Problem: Reproduce the material below word for word, keeping every line in its original order.

Listed records:
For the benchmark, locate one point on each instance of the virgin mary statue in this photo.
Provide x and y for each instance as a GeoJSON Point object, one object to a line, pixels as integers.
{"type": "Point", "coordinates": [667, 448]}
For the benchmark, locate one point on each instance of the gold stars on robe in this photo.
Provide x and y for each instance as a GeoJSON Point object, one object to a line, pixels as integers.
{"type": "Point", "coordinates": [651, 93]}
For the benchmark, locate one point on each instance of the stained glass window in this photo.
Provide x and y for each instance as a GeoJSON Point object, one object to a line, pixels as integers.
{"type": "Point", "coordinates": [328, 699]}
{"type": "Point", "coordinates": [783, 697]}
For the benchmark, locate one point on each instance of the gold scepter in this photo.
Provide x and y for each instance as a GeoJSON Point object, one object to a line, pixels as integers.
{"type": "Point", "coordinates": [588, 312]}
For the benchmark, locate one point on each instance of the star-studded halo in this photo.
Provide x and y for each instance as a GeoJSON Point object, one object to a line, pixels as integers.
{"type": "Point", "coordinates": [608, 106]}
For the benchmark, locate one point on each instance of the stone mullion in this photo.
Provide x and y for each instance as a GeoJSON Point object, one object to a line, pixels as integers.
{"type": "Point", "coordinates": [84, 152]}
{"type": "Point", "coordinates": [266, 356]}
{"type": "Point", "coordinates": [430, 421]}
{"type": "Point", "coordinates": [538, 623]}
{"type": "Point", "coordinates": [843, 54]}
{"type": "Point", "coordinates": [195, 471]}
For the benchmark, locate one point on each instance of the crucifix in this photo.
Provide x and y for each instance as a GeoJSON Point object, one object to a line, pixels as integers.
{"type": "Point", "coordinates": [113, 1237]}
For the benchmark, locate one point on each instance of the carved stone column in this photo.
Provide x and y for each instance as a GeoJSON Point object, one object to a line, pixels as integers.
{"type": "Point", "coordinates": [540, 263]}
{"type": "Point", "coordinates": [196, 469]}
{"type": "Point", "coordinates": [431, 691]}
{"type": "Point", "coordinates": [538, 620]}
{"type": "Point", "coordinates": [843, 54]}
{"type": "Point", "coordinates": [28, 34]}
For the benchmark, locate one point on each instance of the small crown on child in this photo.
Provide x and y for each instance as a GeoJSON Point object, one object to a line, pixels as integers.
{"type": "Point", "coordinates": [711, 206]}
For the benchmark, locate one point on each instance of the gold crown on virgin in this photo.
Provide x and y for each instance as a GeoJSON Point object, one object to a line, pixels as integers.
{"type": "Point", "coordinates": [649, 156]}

Task solution:
For the benchmark, locate one point on each instance of the virgin mary statue in this photo.
Provide x and y for each instance as a GeoJSON Point object, one object to a line, pixels as integers.
{"type": "Point", "coordinates": [667, 448]}
For the benchmark, locate one point on each instance of the gold stars on robe in this photo.
Provide x and y for each instance as a GeoJSON Point object, one object to a line, pixels as integers.
{"type": "Point", "coordinates": [651, 93]}
For the benchmark, locate one point on each instance of the stained glass window in this photo.
Provide x and y for each instance as a GeoJSON Point object, one object to a line, pixels as integers.
{"type": "Point", "coordinates": [328, 699]}
{"type": "Point", "coordinates": [783, 697]}
For the benchmark, locate one point on each instance of the gold scepter in this photo.
Provide x and y for each instance as a GeoJSON Point object, one object to a line, pixels as integers.
{"type": "Point", "coordinates": [588, 312]}
For the benchmark, locate one point on each instance of the star-studded halo in this photo.
Provide x and y for each instance as a GeoJSON Point object, one object to a line, pixels as integers.
{"type": "Point", "coordinates": [608, 106]}
For the benchmark, locate one point on each instance of the stone mullion in this photo.
Provide x and y for each instance as a GeoJSON Point object, one object to a line, pixels as integers.
{"type": "Point", "coordinates": [84, 152]}
{"type": "Point", "coordinates": [266, 356]}
{"type": "Point", "coordinates": [430, 421]}
{"type": "Point", "coordinates": [538, 623]}
{"type": "Point", "coordinates": [843, 54]}
{"type": "Point", "coordinates": [195, 471]}
For the benchmark, locate one point on each instance of the crucifix in this photo.
Provide x and y for each instance as a GeoJSON Point object, one object to a line, pixels as integers.
{"type": "Point", "coordinates": [113, 1237]}
For the benchmark, locate one point on each instance of the carved stone column in this photo.
Provide x and y for each instance as a GeoJSON Point object, one object to a line, pixels as integers.
{"type": "Point", "coordinates": [540, 263]}
{"type": "Point", "coordinates": [196, 469]}
{"type": "Point", "coordinates": [431, 691]}
{"type": "Point", "coordinates": [538, 620]}
{"type": "Point", "coordinates": [843, 54]}
{"type": "Point", "coordinates": [28, 34]}
For the benchmark, locate one point on each instance of the small crown on child in this photo.
Provide x and y for each instance as a GeoJSON Point object, one object to a line, pixels as integers.
{"type": "Point", "coordinates": [711, 206]}
For the benchmark, locate one point on each instance of the gold crown on virgin in this photo.
Provide x and y for each instance as a GeoJSON Point object, one object to a line, pixels as integers.
{"type": "Point", "coordinates": [649, 156]}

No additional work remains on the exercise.